>>>

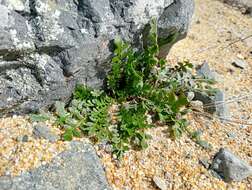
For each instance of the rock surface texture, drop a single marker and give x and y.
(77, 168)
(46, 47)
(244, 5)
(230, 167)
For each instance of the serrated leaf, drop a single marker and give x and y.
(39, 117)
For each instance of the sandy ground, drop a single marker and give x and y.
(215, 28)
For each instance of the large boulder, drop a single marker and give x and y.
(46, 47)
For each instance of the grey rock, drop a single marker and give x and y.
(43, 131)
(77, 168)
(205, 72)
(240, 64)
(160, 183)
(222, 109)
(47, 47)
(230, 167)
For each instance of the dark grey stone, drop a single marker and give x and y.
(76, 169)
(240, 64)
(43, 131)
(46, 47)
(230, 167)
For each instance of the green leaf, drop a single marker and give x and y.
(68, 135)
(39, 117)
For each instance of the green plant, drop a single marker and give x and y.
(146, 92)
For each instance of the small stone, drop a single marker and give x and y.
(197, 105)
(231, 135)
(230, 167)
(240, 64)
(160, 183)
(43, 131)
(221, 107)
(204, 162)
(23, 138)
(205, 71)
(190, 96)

<<<
>>>

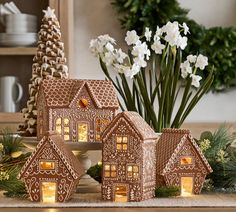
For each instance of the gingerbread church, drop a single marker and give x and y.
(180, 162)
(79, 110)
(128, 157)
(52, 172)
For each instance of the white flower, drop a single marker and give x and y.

<<<

* [TASK REQUIREMENTS]
Copy word for word the part of the rows that opens with the line containing "For each instance of the gingerbread" and closes with the line containing "For each instance of the white", including both of those lines.

* [FINISHED EXERCISE]
For each instance of the gingerbread church, drop a single marker and give x and y.
(180, 162)
(79, 110)
(128, 157)
(52, 172)
For each instance of the white flower, drop a single marker and give x and y.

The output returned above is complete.